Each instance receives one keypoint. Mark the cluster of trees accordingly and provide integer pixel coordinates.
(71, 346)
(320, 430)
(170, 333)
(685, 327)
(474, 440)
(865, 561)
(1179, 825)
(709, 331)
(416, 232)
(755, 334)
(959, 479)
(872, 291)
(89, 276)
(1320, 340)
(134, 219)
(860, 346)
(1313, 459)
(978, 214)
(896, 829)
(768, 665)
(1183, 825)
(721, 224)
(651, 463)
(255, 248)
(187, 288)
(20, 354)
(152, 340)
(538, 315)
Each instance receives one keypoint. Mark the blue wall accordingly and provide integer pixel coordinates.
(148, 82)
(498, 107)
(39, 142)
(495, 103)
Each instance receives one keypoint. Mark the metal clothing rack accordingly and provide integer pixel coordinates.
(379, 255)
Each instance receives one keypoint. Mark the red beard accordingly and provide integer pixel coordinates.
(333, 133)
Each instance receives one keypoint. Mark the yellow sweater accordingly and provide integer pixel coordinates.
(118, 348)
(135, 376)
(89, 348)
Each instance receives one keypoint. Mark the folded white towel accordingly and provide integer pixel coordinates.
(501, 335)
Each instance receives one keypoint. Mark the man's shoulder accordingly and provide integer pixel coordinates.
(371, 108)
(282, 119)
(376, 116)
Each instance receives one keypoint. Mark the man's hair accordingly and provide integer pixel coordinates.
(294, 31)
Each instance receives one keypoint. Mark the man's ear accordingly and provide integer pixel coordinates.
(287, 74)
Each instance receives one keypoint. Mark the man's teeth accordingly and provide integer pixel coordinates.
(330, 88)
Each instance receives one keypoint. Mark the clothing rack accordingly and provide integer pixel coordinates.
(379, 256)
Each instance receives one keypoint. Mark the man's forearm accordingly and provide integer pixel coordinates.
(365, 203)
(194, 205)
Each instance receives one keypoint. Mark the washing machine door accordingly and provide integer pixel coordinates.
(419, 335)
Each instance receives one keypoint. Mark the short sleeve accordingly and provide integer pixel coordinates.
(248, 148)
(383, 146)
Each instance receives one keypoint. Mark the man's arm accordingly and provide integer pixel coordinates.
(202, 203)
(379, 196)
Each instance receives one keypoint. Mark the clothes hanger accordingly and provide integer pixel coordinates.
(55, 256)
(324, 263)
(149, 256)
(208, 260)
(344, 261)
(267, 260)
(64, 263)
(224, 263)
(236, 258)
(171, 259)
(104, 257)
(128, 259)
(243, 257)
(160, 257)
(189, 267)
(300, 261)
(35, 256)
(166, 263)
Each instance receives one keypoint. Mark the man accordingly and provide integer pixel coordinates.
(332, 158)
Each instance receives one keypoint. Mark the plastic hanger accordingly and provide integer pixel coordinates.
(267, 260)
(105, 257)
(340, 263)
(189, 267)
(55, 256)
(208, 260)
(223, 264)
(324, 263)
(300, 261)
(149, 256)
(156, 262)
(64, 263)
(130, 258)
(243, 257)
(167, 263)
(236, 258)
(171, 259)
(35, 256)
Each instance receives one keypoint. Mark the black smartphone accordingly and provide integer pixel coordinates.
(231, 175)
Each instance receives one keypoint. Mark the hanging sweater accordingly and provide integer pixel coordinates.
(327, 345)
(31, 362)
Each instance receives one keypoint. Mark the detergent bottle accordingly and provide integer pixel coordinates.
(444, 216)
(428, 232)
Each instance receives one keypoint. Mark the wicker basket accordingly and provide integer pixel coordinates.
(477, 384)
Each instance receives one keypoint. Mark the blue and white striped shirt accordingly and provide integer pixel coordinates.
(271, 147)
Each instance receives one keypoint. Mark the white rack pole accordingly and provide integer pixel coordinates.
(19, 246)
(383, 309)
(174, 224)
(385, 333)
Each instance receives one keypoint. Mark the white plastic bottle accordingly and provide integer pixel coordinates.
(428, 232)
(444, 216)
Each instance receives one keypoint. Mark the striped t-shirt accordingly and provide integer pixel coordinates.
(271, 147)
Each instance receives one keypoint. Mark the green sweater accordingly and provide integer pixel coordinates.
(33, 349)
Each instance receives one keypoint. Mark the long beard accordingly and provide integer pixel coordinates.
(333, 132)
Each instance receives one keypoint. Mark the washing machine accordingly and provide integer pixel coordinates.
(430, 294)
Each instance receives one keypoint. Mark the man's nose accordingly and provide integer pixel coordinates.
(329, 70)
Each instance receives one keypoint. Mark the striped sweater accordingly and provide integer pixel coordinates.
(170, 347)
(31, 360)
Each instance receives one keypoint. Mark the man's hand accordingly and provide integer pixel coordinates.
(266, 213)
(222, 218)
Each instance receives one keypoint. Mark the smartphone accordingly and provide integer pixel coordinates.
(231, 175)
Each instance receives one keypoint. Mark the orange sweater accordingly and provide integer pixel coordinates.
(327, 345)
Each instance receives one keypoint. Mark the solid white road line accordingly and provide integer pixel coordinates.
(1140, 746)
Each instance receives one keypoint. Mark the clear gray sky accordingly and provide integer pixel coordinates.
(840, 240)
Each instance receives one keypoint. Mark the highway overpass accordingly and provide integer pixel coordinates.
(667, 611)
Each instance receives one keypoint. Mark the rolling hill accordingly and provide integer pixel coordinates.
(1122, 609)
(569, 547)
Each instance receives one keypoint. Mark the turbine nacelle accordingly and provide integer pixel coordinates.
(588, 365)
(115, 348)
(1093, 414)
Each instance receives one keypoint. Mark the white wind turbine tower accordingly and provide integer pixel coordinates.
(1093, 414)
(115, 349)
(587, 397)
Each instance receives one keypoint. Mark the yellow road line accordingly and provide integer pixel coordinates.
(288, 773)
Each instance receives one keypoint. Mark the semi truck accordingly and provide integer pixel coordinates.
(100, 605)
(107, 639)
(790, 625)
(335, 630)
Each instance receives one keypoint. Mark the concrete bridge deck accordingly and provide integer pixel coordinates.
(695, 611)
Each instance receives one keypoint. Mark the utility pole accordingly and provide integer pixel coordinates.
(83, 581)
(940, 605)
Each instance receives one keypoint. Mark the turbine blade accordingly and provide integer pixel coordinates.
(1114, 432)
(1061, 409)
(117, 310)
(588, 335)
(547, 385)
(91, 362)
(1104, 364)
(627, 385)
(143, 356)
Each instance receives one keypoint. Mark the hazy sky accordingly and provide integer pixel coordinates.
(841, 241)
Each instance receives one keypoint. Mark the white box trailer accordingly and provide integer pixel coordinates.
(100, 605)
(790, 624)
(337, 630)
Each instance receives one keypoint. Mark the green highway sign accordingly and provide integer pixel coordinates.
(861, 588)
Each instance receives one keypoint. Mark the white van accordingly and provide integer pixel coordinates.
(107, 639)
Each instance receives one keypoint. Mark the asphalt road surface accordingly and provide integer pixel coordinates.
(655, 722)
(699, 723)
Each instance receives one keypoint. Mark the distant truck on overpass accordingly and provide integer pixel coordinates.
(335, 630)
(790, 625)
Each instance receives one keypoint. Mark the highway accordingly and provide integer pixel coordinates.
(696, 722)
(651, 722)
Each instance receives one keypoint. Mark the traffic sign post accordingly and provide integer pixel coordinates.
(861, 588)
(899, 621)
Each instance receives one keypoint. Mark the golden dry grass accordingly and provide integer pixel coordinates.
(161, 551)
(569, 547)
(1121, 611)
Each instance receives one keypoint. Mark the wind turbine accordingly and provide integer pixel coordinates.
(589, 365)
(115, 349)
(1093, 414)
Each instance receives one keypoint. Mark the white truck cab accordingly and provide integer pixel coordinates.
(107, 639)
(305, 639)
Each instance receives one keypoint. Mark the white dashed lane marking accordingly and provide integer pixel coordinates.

####

**Problem**.
The data above must be returned in full, exactly as written.

**Reply**.
Each instance receives one keypoint. Mark the cluster of trees accordingly and provide integer pixel coordinates.
(71, 346)
(320, 430)
(170, 333)
(685, 327)
(474, 440)
(865, 561)
(1179, 825)
(709, 331)
(416, 232)
(755, 334)
(959, 479)
(872, 291)
(89, 276)
(1320, 340)
(134, 219)
(860, 346)
(1313, 459)
(978, 214)
(896, 829)
(768, 665)
(1183, 825)
(721, 224)
(651, 463)
(255, 248)
(187, 288)
(20, 354)
(152, 340)
(538, 315)
Each instance receives one keypoint. Mark the blue wall accordingly and provide integer pixel coordinates.
(148, 82)
(498, 107)
(39, 142)
(495, 103)
Each instance receives one keypoint. Mark the metal clothing rack accordingly and provide integer pixel coordinates.
(379, 255)
Each instance receives one keypoint. Mark the red beard accordingly and provide integer pixel coordinates.
(333, 133)
Each instance receives one keypoint. Mark the yellow sweater accordingly and provide integer pixel coordinates.
(118, 348)
(135, 376)
(89, 348)
Each instance receives one keypoint. Mark the folded white towel accordingly and provide integer pixel coordinates.
(501, 335)
Each instance receives one keypoint. Mark the man's shoulder accordingly and provide integer pixel coordinates.
(371, 108)
(282, 119)
(376, 116)
Each instance receives one keypoint. Mark the man's hair accordingly and provide integer pixel coordinates.
(294, 31)
Each instance receives one keypoint. Mark the man's ear accordingly and provide integer pixel coordinates.
(287, 74)
Each instance receives one keypoint. Mark the man's teeth accordingly and provide integer pixel coordinates.
(330, 88)
Each instance receives one keypoint. Mark the clothing rack accordingly and provide integer pixel coordinates.
(379, 256)
Each instance receives one keypoint. Mark the man's forearm accordingly and provide integer pixel coordinates.
(365, 203)
(194, 205)
Each instance receives one keypoint. Mark the washing machine door accordingly and provide integer pixel coordinates.
(419, 335)
Each instance receives one keypoint. Mark the short sleeve accordingly and provide integer pixel coordinates.
(248, 148)
(383, 146)
Each instance receives one keypoint. Mark the man's arm accordingly and provide integer pixel coordinates.
(202, 203)
(379, 196)
Each instance receives one keypoint. Mark the clothes hanger accordingly and provide integer pixel coordinates.
(55, 256)
(324, 263)
(149, 256)
(208, 260)
(344, 261)
(267, 260)
(64, 263)
(224, 263)
(236, 258)
(171, 259)
(104, 257)
(128, 259)
(243, 257)
(160, 257)
(189, 267)
(300, 261)
(35, 256)
(166, 263)
Each instance receives one keypoint. Mark the man accordingly and provide integer pixel coordinates.
(332, 158)
Each instance receives one keypoint. Mark the plastic hanger accordingly and provide integer pixel coordinates.
(267, 260)
(105, 257)
(340, 263)
(189, 267)
(55, 256)
(208, 260)
(223, 264)
(324, 263)
(300, 261)
(149, 256)
(156, 262)
(64, 263)
(130, 258)
(243, 257)
(167, 263)
(236, 258)
(171, 259)
(35, 256)
Each instance receives one keypoint. Mark the black smartphone accordingly and provide integer pixel coordinates.
(231, 175)
Each instance receives one keypoint. Mark the hanging sweater accordingly and provide integer pixel coordinates.
(327, 345)
(31, 362)
Each instance receives one keypoint. Mark the detergent bottle accordingly and provide integer pixel coordinates.
(444, 216)
(428, 232)
Each instance receives one keypoint. Mark the wicker basket accordingly and provide integer pixel coordinates.
(477, 384)
Each instance receives one keypoint. Mark the blue and white striped shirt accordingly and provide integer pixel coordinates.
(271, 147)
Each instance receives one keypoint. Mark the white rack pole accordingly and provide integer pixel coordinates.
(19, 246)
(383, 309)
(174, 224)
(385, 333)
Each instance receives one keypoint. Mark the white plastic bottle accordingly and provide integer pixel coordinates.
(428, 232)
(444, 216)
Each instance receives one keypoint. Mark the striped t-shirt accordingly and provide integer pixel coordinates.
(271, 147)
Each instance receives one keypoint. Mark the green sweater accordingly and provide integer pixel coordinates.
(33, 349)
Each instance receives one keypoint. Mark the long beard accordingly and provide integer pixel coordinates.
(333, 132)
Each instance receives one keypoint. Mark the washing machine accordingly and provide integer pixel coordinates.
(430, 294)
Each instance receives one keypoint. Mark the man's nose accordingly and provide integer pixel coordinates.
(329, 70)
Each instance receives one keypoint. Mark the striped sweater accordingly and provide integer pixel coordinates.
(170, 347)
(31, 360)
Each instance receives one keypoint. Mark the man's hand accordingly and provide integer pixel coordinates.
(266, 213)
(222, 218)
Each instance receives one keypoint. Mark the smartphone accordingly and provide integer pixel coordinates.
(231, 175)
Each instance receives one keypoint. Mark the orange sweater accordingly and provide integer pixel coordinates.
(327, 345)
Each instance receives one keypoint. Mark the solid white road line accordingly and provide integer pixel coordinates.
(1140, 746)
Each instance receives one keypoint. Mark the clear gray sky accordingly and provide integer pixel coordinates.
(840, 240)
Each instance receives one keypoint. Mark the highway overpass accordingly and provide integer pixel coordinates.
(667, 611)
Each instance receives one keypoint. Mark the rolling hill accordingly and provide integer pixel coordinates.
(1122, 609)
(569, 547)
Each instance receives one keypoint. Mark the turbine nacelle accordingly and provide integer pixel coordinates.
(588, 365)
(115, 348)
(1093, 414)
Each instance receives one keypoint. Mark the white wind turbine tower accordingly and provide integer pixel coordinates.
(1093, 414)
(115, 349)
(587, 397)
Each instance receives one keypoint. Mark the yellow road line accordingly and provide integer pixel coordinates.
(288, 773)
Each instance receives one keypoint. Mark the semi truck accordingly and provide integer pixel coordinates.
(100, 605)
(107, 639)
(790, 625)
(335, 630)
Each instance receives one keypoint. Mark the concrete bridge deck accordingly and provide integer pixel coordinates.
(695, 611)
Each instance receives one keypoint. Mark the utility pole accordingly and provide integer pixel coordinates.
(83, 581)
(940, 605)
Each instance receives one keypoint. Mark the turbine blade accordingly and provide integer pixel coordinates.
(1114, 432)
(1061, 409)
(117, 310)
(588, 335)
(547, 385)
(91, 362)
(1104, 364)
(627, 385)
(143, 356)
Each instance receives one keypoint. Mark the hazy sky accordingly and provide integer pixel coordinates.
(841, 241)
Each instance receives one keypoint. Mark the white box trailer accordingly and provide integer pixel coordinates.
(100, 605)
(790, 624)
(337, 630)
Each instance receives one keypoint. Mark the green highway sign accordingly and provide integer pixel coordinates.
(861, 588)
Each instance receives one keypoint. Mark the white van accordingly and provide integer pixel coordinates.
(107, 639)
Each instance receives one keypoint. Mark the asphalt road surface accordingly and provide integer pixel coordinates.
(655, 722)
(699, 723)
Each instance receives one keypoint. Mark the distant truck on overpass accordingly and provide integer pixel coordinates.
(335, 630)
(790, 625)
Each instance receives one keypoint. Mark the highway accordingly and provide integer pixel coordinates.
(696, 722)
(651, 722)
Each instance receives one keypoint. Mark the traffic sign post accordingly and provide integer pixel coordinates.
(861, 588)
(899, 621)
Each instance receives one keypoint. Mark the golden dry grass accordingly and provide integer pixel coordinates.
(161, 551)
(569, 547)
(1121, 611)
Each instance receives one keypoint. Mark the wind turbine accordingly and provide integer pixel coordinates.
(589, 365)
(115, 349)
(1093, 414)
Each instance receives one keypoint. Mark the white truck cab accordingly and provide integer pixel coordinates.
(107, 639)
(305, 639)
Each instance receives one keypoint. Mark the white dashed lane marking accordingly and provide integer pixel coordinates.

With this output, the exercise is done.